§ Task list
**1.** Answer these questions using the Accutane safety information:
(a) For how long after stopping Accutane should skin-tightening cosmetic procedures be avoided?
(b) What ability may Accutane decrease, making night driving a concern?
(c) What may taking tetracycline antibiotics with Accutane increase the chance of?
**2.** Continue the Accutane safety information from the point where it stops.

§ Text passage
#####
Important safety information
What should I avoid while taking Accutane?
- Do not become pregnant while taking Accutane and within 1 month of stopping Accutane.
- Do not breastfeed while taking Accutane and for 1 month after stopping Accutane. We don't know if Accutane can pass through your milk and harm your baby.
- Do not donate blood while taking Accutane and for 1 month after you stop taking Accutane. If a pregnant woman receives your blood donation, her baby may be exposed to Accutane and may be born with birth defects.
- Do not take other medicines or herbal products with Accutane unless you have spoken to your doctor.
- Do not drive at night until you know if Accutane has affected your vision. Accutane may decrease your ability to see in the dark.
- Do not have skin-tightening cosmetic procedures, including waxing, dermabrasion, or laser treatments, while you are using Accutane and for at least 6 months after you stop taking it. Accutane may increase the chance of scarring from these procedures.
- Avoid sunlight and ultraviolet light whenever possible. Tanning machines use ultraviolet radiation. Accutane can make your skin more sensitive to light.
- Do not share Accutane with other people. This can cause birth defects and other serious health problems.
If you don't know, ask your doctor.
What should I tell my doctor before taking Accutane?
- Tell your doctor if you or a family member have any of the following conditions:
- mental problems
- liver disease
- bone loss (osteoporosis) or bone weakness
- an eating problem called anorexia nervosa (when people eat too little)
- heart disease
- food or drug allergies
- Tell your doctor if you are pregnant or breastfeeding. Accutane should not be used by pregnant or breastfeeding women.
- Tell your doctor about all medicines you take, including prescription and over-the-counter medicines, vitamins, and herbal supplements. Accutane and some other medicines can interact with each other, sometimes causing serious side effects. Tell your doctor especially if you are taking:
- Vitamin A supplements. Vitamin A in high doses has many of the same side effects as Accutane. Taking both together may increase your chances of getting side effects.
- Tetracycline antibiotics. Tetracycline antibiotics taken with Accutane may increase the chance of high blood pressure in the brain.
#####
§ Listed records
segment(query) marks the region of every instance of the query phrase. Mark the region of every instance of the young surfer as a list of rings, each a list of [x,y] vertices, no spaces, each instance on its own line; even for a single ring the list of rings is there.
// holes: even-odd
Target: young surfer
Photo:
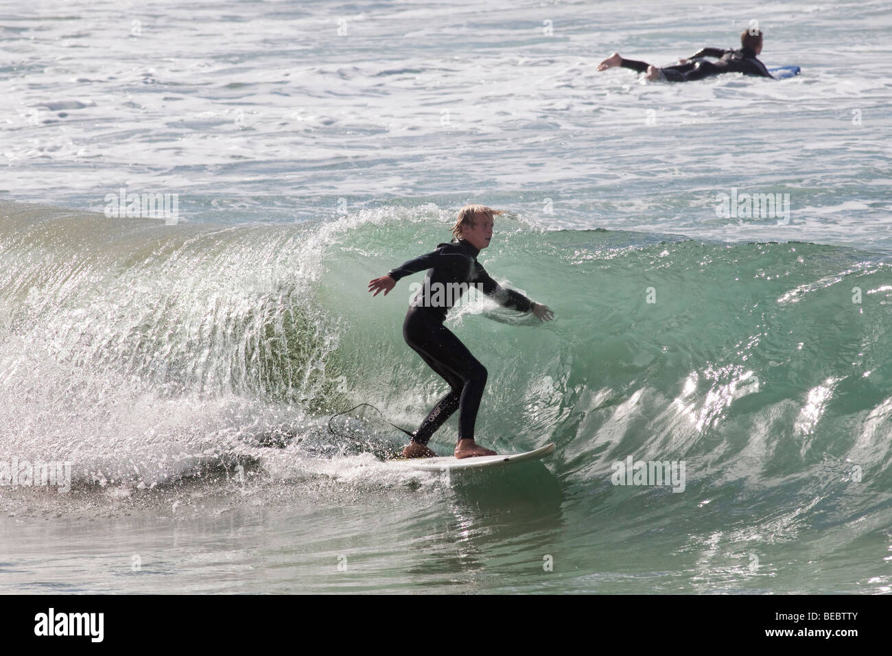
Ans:
[[[484,205],[466,205],[458,211],[452,228],[455,237],[450,244],[440,244],[426,255],[409,260],[386,276],[368,283],[373,296],[390,292],[401,278],[427,270],[424,284],[412,298],[402,324],[406,343],[421,356],[431,369],[450,385],[450,392],[430,411],[415,431],[411,442],[403,449],[407,458],[431,458],[436,455],[427,448],[434,431],[458,411],[458,442],[456,458],[495,455],[474,441],[474,425],[480,400],[486,386],[486,369],[459,339],[443,326],[446,313],[455,305],[469,285],[493,298],[505,307],[522,312],[532,311],[542,321],[554,313],[541,303],[523,294],[501,287],[477,262],[477,254],[492,239],[492,217],[501,214]]]
[[[651,66],[644,62],[635,62],[623,59],[619,53],[614,53],[598,64],[599,71],[607,71],[616,66],[632,69],[640,73],[647,71],[645,76],[649,80],[665,79],[669,82],[690,82],[694,79],[703,79],[712,75],[721,73],[743,73],[762,78],[771,78],[768,69],[756,58],[762,52],[762,32],[758,29],[745,29],[740,35],[740,48],[739,50],[722,50],[721,48],[703,48],[689,61],[682,59],[673,66],[661,69]],[[718,62],[713,63],[702,57],[715,57]]]

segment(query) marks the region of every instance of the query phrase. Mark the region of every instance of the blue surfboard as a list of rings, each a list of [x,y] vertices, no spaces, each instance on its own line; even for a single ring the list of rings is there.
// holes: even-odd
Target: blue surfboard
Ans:
[[[775,69],[768,69],[768,72],[775,79],[783,79],[784,78],[795,78],[799,74],[800,69],[798,66],[778,66]]]

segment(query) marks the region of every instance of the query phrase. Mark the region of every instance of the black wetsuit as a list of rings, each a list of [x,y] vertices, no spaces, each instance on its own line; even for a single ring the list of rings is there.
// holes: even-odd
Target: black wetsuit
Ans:
[[[716,57],[718,62],[713,63],[706,62],[702,57]],[[772,77],[765,65],[756,59],[756,51],[752,48],[740,48],[739,50],[703,48],[691,59],[694,61],[688,63],[665,66],[660,69],[660,72],[670,82],[690,82],[721,73],[743,73],[760,78]],[[636,62],[632,59],[623,59],[620,62],[620,66],[623,68],[632,69],[640,73],[646,72],[649,65],[644,62]]]
[[[443,326],[446,312],[458,303],[468,285],[475,286],[506,307],[524,312],[533,309],[533,301],[513,289],[500,286],[490,278],[477,262],[479,253],[464,239],[440,244],[434,253],[409,260],[387,274],[399,280],[428,270],[406,312],[402,336],[451,388],[421,422],[413,442],[426,444],[457,409],[459,410],[458,439],[474,439],[474,424],[486,386],[486,368]]]

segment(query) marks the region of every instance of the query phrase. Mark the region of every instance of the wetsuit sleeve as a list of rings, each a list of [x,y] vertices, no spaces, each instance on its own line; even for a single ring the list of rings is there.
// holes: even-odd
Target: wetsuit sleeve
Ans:
[[[699,59],[701,57],[715,57],[716,59],[721,59],[726,53],[733,52],[731,50],[723,50],[722,48],[703,48],[696,54],[690,55],[689,59]]]
[[[467,257],[457,253],[444,253],[443,249],[438,248],[433,253],[421,255],[409,260],[408,262],[401,264],[396,269],[387,272],[387,275],[394,280],[409,276],[418,271],[425,271],[434,267],[456,267],[467,264]]]
[[[477,264],[477,283],[482,286],[483,294],[507,308],[512,308],[521,312],[528,312],[533,310],[533,301],[528,299],[520,292],[514,289],[506,289],[501,285],[493,280],[486,270]]]

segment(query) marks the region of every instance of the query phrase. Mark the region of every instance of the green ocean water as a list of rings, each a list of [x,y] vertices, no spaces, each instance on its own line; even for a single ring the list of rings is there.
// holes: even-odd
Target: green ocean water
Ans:
[[[556,320],[475,297],[448,325],[489,370],[478,440],[557,450],[447,478],[382,461],[374,413],[326,424],[411,428],[445,390],[410,280],[366,285],[450,212],[3,214],[0,461],[72,463],[70,493],[0,488],[3,592],[889,590],[884,253],[500,218],[481,262]],[[617,480],[630,457],[683,489]]]

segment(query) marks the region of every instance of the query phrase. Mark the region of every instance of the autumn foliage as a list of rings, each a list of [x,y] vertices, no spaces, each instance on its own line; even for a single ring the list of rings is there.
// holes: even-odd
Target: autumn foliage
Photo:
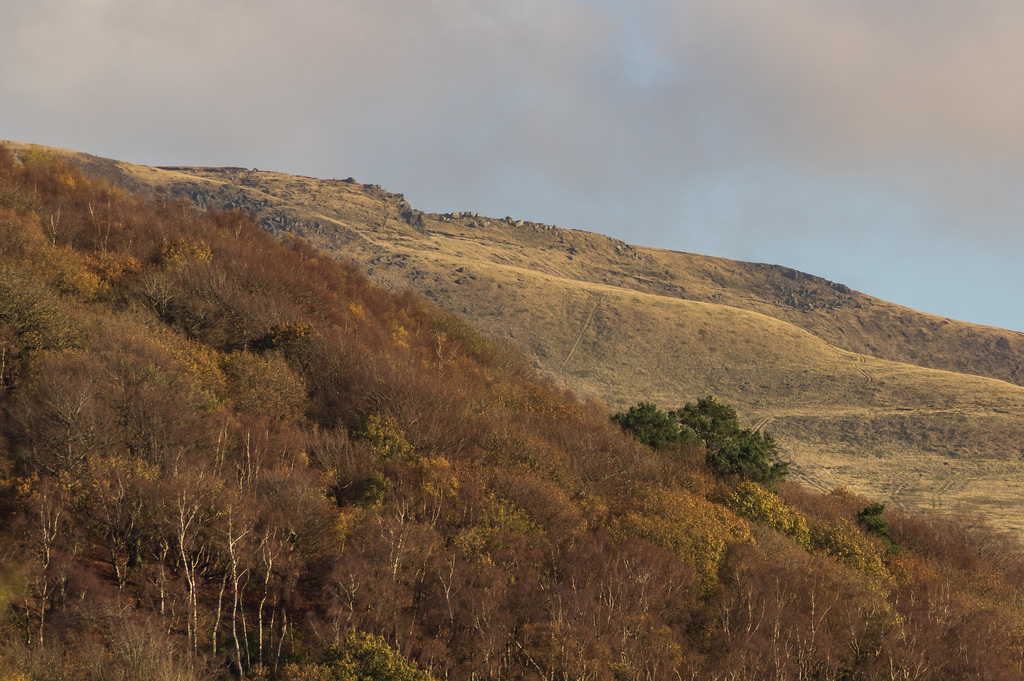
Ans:
[[[645,446],[301,240],[3,150],[0,427],[0,679],[1024,676],[1010,538]]]

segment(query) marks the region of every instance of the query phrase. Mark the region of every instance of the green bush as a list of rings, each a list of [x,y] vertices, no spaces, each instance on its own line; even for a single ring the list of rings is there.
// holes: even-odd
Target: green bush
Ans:
[[[672,415],[684,437],[690,431],[703,443],[708,466],[717,475],[771,484],[788,472],[790,464],[779,461],[771,433],[740,428],[736,410],[710,395]]]

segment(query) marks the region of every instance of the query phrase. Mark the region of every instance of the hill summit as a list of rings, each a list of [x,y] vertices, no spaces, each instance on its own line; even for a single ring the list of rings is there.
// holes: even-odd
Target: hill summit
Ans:
[[[15,145],[15,148],[18,148]],[[239,209],[519,346],[613,410],[713,393],[770,428],[793,474],[1024,529],[1024,334],[926,314],[794,269],[632,246],[352,178],[151,168],[73,152],[119,185]]]

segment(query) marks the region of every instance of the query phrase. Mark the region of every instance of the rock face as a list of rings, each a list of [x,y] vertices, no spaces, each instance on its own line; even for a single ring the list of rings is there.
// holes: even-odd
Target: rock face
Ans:
[[[78,162],[78,161],[76,161]],[[348,180],[242,168],[89,172],[251,213],[513,339],[621,410],[714,393],[777,436],[794,474],[1024,528],[1024,335],[923,314],[788,267],[631,246]]]

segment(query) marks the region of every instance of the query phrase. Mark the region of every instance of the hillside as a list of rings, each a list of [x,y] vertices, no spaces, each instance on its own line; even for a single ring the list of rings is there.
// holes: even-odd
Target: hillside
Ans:
[[[117,184],[239,208],[271,233],[302,236],[379,284],[422,292],[510,339],[612,409],[715,393],[772,430],[812,487],[980,511],[1024,529],[1022,334],[781,266],[512,218],[425,214],[351,179],[62,154]]]
[[[1013,536],[644,446],[303,240],[3,147],[0,444],[3,681],[1024,678]]]

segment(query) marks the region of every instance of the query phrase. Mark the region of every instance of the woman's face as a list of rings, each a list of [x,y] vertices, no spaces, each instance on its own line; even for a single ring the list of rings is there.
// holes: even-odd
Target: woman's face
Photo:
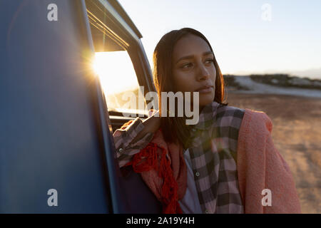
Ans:
[[[188,34],[173,52],[173,76],[177,91],[199,92],[200,109],[215,98],[216,69],[214,55],[202,38]],[[193,98],[193,93],[191,93]]]

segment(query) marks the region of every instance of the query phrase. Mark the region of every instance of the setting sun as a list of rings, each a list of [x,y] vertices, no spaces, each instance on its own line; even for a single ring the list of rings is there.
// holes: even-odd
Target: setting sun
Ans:
[[[138,87],[133,64],[126,51],[97,52],[93,67],[106,95]]]

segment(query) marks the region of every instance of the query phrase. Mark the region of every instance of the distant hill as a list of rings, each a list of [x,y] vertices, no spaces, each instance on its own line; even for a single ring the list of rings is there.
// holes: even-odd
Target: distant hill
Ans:
[[[234,75],[224,75],[224,81],[227,87],[233,87],[238,90],[249,90],[237,82],[236,77],[244,77]],[[321,80],[290,76],[287,74],[251,74],[249,77],[255,82],[282,88],[300,88],[321,90]]]

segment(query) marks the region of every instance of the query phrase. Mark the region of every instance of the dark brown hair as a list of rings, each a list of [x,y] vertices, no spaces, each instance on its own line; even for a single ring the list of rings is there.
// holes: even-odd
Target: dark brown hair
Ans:
[[[153,55],[153,76],[158,95],[158,108],[160,116],[162,116],[161,92],[177,92],[172,76],[173,51],[178,40],[188,34],[193,34],[204,39],[210,46],[210,51],[214,53],[208,39],[200,32],[190,28],[173,30],[160,38]],[[222,105],[228,105],[228,103],[224,101],[225,98],[223,76],[215,56],[214,65],[216,69],[214,100]],[[176,110],[177,104],[175,103]],[[168,107],[167,107],[167,110],[168,110]],[[167,115],[166,117],[162,117],[160,120],[160,129],[165,140],[168,142],[180,142],[184,145],[184,141],[190,135],[189,129],[190,128],[190,125],[185,124],[185,118],[177,117],[176,115],[175,117],[168,117],[168,115]]]

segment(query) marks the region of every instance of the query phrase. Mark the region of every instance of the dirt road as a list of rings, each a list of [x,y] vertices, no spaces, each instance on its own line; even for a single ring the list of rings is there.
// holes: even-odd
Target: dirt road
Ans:
[[[321,213],[321,99],[228,92],[229,105],[265,112],[275,147],[290,166],[302,213]]]

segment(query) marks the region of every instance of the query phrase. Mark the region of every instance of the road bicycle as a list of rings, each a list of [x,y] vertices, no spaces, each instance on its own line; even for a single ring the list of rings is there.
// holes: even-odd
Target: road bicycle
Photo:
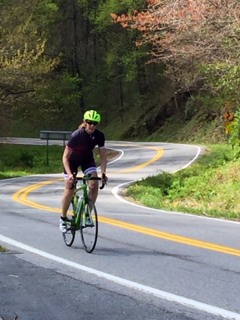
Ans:
[[[74,192],[71,202],[72,213],[68,212],[66,216],[67,231],[62,234],[64,240],[68,246],[71,246],[74,242],[76,232],[80,230],[82,242],[85,250],[90,253],[94,250],[98,240],[98,214],[95,204],[88,196],[88,182],[89,180],[102,180],[102,178],[92,176],[91,174],[86,174],[83,177],[77,177],[74,174],[74,182],[71,189],[74,188]],[[102,182],[105,180],[105,176],[102,176]],[[78,181],[82,184],[80,188],[76,188]],[[102,190],[106,182],[102,182],[100,188]],[[83,194],[80,198],[78,192],[82,190]]]

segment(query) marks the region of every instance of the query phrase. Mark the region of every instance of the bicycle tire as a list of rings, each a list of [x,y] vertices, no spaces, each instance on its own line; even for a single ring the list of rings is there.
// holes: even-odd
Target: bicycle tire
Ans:
[[[91,212],[93,224],[91,226],[86,226],[85,214],[86,212]],[[80,222],[80,234],[82,245],[85,250],[90,254],[94,250],[98,240],[98,214],[95,204],[89,198],[86,199],[86,204],[82,212]]]
[[[62,233],[62,236],[64,237],[64,242],[66,246],[71,246],[74,243],[76,233],[74,216],[70,214],[68,214],[66,222],[68,225],[68,230],[66,232]]]

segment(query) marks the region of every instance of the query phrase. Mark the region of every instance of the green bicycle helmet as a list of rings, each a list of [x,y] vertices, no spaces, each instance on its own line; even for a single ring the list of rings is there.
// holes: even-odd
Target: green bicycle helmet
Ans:
[[[96,121],[100,122],[101,116],[94,110],[88,110],[84,114],[84,120],[90,120],[91,121]]]

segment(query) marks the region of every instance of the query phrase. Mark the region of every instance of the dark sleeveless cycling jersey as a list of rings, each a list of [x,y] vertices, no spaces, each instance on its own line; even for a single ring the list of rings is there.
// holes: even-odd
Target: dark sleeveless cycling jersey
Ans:
[[[96,130],[90,134],[85,128],[78,129],[72,133],[67,144],[67,148],[72,151],[70,161],[78,162],[92,158],[94,148],[98,146],[100,148],[104,148],[104,134],[99,130]]]

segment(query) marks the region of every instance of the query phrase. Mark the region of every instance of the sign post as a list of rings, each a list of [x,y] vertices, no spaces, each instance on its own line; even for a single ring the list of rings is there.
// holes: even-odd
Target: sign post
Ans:
[[[226,108],[226,111],[223,115],[224,117],[226,120],[226,121],[224,123],[224,126],[225,127],[225,132],[227,134],[228,136],[228,144],[229,142],[229,135],[230,134],[234,132],[236,126],[232,124],[232,120],[234,118],[234,114],[233,114],[230,110],[230,108],[234,104],[234,102],[226,102],[225,104],[225,106]]]
[[[40,138],[42,140],[46,140],[46,165],[48,165],[48,141],[50,140],[62,140],[64,146],[65,146],[65,141],[69,140],[71,136],[71,131],[48,131],[42,130],[40,132]]]

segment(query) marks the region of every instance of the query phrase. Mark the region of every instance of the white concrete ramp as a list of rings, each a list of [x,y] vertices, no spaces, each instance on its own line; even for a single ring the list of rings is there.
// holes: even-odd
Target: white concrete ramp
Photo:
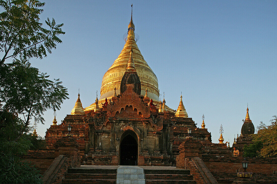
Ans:
[[[145,184],[143,169],[137,166],[122,165],[117,169],[117,184]]]

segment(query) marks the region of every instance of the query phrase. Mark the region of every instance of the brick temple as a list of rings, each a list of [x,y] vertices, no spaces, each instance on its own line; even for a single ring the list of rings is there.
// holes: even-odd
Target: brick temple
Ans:
[[[157,77],[137,45],[132,17],[123,48],[103,77],[100,100],[83,108],[78,94],[71,114],[47,129],[49,148],[69,124],[88,165],[175,165],[189,128],[194,139],[211,141],[204,125],[198,128],[188,117],[181,95],[176,111],[159,99]]]
[[[83,108],[78,94],[61,124],[54,117],[46,147],[21,157],[40,169],[43,183],[277,183],[276,158],[247,157],[253,177],[237,175],[244,170],[243,147],[255,132],[248,107],[232,147],[222,133],[219,143],[212,142],[204,115],[198,128],[181,94],[176,111],[166,105],[164,96],[159,98],[158,79],[137,45],[132,13],[125,41],[104,75],[99,99],[97,95]],[[233,156],[234,146],[239,156]]]

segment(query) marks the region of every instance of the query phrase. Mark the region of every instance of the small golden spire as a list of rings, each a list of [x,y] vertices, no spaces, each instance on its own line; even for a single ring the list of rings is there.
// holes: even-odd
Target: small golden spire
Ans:
[[[179,106],[178,107],[178,108],[177,109],[176,113],[175,113],[175,117],[187,118],[188,116],[188,115],[187,112],[186,111],[185,106],[184,106],[184,104],[183,104],[183,101],[182,99],[183,97],[182,96],[181,92],[180,98],[181,99],[180,100],[180,103],[179,103]]]
[[[133,71],[135,69],[135,63],[133,58],[133,49],[131,46],[130,48],[130,57],[127,65],[127,69],[129,71]]]
[[[37,132],[35,131],[35,128],[34,129],[34,131],[33,132],[33,134],[32,135],[37,137]]]
[[[78,98],[77,101],[75,103],[75,105],[71,111],[71,114],[73,115],[84,115],[85,112],[82,105],[81,100],[80,99],[80,92],[78,94]]]
[[[54,116],[54,120],[53,120],[53,121],[52,121],[53,123],[53,125],[57,125],[57,120],[56,119],[56,116]]]
[[[116,97],[117,95],[116,95],[116,87],[114,87],[114,96]]]
[[[204,119],[205,119],[205,116],[204,116],[204,114],[203,114],[203,115],[202,116],[202,119],[203,120],[203,121],[202,122],[202,125],[201,125],[201,127],[202,127],[201,128],[205,128],[205,126],[206,126],[204,123]]]
[[[163,111],[166,112],[167,111],[165,107],[165,92],[163,92]]]
[[[219,141],[219,144],[224,144],[223,141],[224,141],[224,139],[223,138],[223,137],[222,136],[222,133],[223,133],[223,128],[222,126],[222,124],[221,124],[221,125],[220,125],[220,129],[219,129],[219,133],[220,133],[220,137],[219,137],[219,138],[218,139],[218,140]]]
[[[147,91],[148,91],[147,90],[147,88],[146,88],[146,89],[145,90],[145,95],[144,95],[144,98],[146,97],[148,97],[148,95],[147,94]]]
[[[249,113],[248,113],[248,104],[247,104],[247,109],[246,109],[246,116],[245,117],[245,120],[244,122],[250,121],[250,118],[249,117]]]
[[[235,138],[234,138],[234,143],[233,143],[233,144],[236,144],[237,142],[236,142],[236,135],[235,135]]]
[[[94,108],[94,112],[96,112],[100,110],[99,106],[98,105],[98,97],[97,96],[97,91],[96,91],[96,99],[95,100],[95,107]]]

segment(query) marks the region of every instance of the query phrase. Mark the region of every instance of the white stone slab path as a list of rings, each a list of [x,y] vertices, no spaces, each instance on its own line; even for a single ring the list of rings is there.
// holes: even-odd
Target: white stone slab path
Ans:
#####
§ Task-by-task answers
**1.**
(a) Skin-tightening cosmetic procedures should be avoided for at least 6 months after stopping Accutane.
(b) Accutane may decrease the ability to see in the dark.
(c) It may increase the chance of high blood pressure in the brain.

**2.**
- Progestin-only birth control pills (mini-pills). They may not work while you are taking Accutane. If you are not sure which drug you are using, ask your doctor or pharmacist.
- Dilantin (phenytoin). This medicine, taken with Accutane, can weaken your bones.
- Corticosteroid drugs. These medicines taken with Accutane can weaken your bones.
- St. John's wort. This herbal supplement may reduce the effectiveness of birth control pills.
These medicines should not be used with Accutane unless your doctor tells you that this is normal.
Know the medicines you are taking. Make a list of them to show your doctor and pharmacist. Do not take new medicines without talking to your doctor.
General information about Accutane
Sometimes medications are prescribed for conditions not listed in medication guides. Do not use Accutane for a condition for which it was not prescribed. Do not give Accutane to other people, even if they have the same symptoms as you. This could harm them.
What are the ingredients in Accutane?
Active Ingredient: Isotretinoin
Other Ingredient: Beeswax, butylated hydroxyanisole, disodium edetate, hydrogenated soybean oil flakes, hydrogenated vegetable oil, and soybean oil. Gelatin capsules contain glycerin and parabens (methyl and propyl) with the following color systems: 10 mg - iron oxide (red) and titanium dioxide; 20 mg - FD&C Red No. 3, FD&C Blue No. 1 and titanium dioxide; 40 mg - FD&C Yellow No. 6, D&C Yellow No. 10 and titanium dioxide.